* **Your goal**
Your task is to output all the records below, word for word.

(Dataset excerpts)

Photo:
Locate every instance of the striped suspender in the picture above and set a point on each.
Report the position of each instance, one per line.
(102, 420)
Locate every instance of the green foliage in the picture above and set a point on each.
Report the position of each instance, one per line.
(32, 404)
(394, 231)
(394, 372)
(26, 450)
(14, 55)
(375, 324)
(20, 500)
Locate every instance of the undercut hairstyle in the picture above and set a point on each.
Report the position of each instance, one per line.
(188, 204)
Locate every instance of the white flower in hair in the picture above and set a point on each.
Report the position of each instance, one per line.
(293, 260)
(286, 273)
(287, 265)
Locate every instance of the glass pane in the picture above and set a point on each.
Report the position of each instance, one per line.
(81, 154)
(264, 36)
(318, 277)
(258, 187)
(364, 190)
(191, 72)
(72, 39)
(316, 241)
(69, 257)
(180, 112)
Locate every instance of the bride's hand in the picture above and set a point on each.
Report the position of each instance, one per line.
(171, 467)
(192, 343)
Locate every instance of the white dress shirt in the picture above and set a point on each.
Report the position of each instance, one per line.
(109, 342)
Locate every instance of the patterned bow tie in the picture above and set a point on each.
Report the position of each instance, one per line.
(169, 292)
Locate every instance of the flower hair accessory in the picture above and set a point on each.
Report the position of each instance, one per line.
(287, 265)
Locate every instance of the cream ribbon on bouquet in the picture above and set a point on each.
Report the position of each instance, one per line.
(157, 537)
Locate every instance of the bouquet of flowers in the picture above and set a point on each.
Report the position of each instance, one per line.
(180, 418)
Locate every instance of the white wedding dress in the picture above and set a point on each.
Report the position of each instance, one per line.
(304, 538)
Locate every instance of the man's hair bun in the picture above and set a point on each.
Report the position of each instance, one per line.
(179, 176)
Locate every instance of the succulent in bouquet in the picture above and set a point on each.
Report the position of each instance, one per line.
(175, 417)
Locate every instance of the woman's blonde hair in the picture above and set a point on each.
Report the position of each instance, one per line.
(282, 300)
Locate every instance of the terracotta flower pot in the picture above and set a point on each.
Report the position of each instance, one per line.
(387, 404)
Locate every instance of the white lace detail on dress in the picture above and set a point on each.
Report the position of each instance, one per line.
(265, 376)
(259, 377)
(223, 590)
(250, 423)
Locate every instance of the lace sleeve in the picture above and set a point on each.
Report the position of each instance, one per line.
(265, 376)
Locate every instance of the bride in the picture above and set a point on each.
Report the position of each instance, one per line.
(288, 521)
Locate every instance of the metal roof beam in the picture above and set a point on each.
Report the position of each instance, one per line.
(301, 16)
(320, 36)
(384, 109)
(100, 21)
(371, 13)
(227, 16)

* **Solution**
Photo:
Locate every instance of the striped suspender in the picture above and set a point on each.
Report the position of each instance, one per line.
(102, 420)
Locate every instance of the green foliage in the picture above and set a point on each.
Report the position of each instance, one per line.
(32, 404)
(394, 231)
(394, 372)
(26, 450)
(14, 55)
(375, 324)
(20, 500)
Locate every instance of the undercut hairstyle in the picture above and set a point on each.
Report the position of each instance, one per line.
(188, 204)
Locate every instance of the white flower in hair in the picture above and set a point on each.
Report the position of each instance, one per line.
(293, 260)
(286, 273)
(287, 265)
Locate every instance of the glass pane in the picture above and set a point on each.
Report the position of each instance, one per line.
(81, 154)
(264, 36)
(318, 277)
(258, 187)
(364, 190)
(191, 72)
(72, 39)
(316, 241)
(69, 257)
(180, 112)
Locate every instance of the bride's hand in the picture above and set a point on each.
Report the position of each instance, one per line.
(171, 467)
(192, 343)
Locate every instance of the white dress shirt in the picture above and set a point on each.
Report the position of each instance, one per line.
(109, 342)
Locate every instance of the patterned bow tie in the picture above and set a point on each.
Report the position of each instance, one per line.
(169, 292)
Locate every instance of the flower hair accessory in the picture above and set a point on each.
Report the position of each instance, one per line.
(287, 265)
Locate every instance of the cream ribbon on bouquet in the picture above and set a point on each.
Report the position of each instance, one per line.
(157, 537)
Locate every instance of the bouquet of flowers in the picture above and set a point on each.
Report the position of each instance, one per line.
(180, 418)
Locate every instance of the white wedding dress in the picture above and set a point on each.
Report the position of each instance, one per line.
(304, 538)
Locate every instance of the man's hair bun in the picture above and set a point on each.
Report the position of each instance, one per line.
(179, 176)
Locate every instance of the succulent in bouquet in the picture above and set a point on each.
Report the position of each instance, one per line.
(175, 417)
Locate every instance of the woman's blonde hair in the picture above and set a point on each.
Report the position of each instance, one per line.
(282, 300)
Locate every instance of the terracotta flower pot in the picture above and set a point on each.
Report the position of each instance, one per line.
(387, 404)
Locate every instance of the white lace detail on dress in the picture above and set a point on each.
Report the position of each instance, one per line.
(265, 376)
(259, 377)
(223, 590)
(250, 423)
Locate every instance of the lace sleeve in the picture above and set a point on each.
Report the position of each instance, one per line.
(265, 376)
Locate every instance of the bride in the picture above and set a point on each.
Report the position of each instance, one per line.
(288, 521)
Locate every instance of the metal roof beam in the picture above and set a point on each.
Report the position of each instance, one per line.
(301, 16)
(320, 36)
(384, 109)
(100, 21)
(371, 13)
(227, 16)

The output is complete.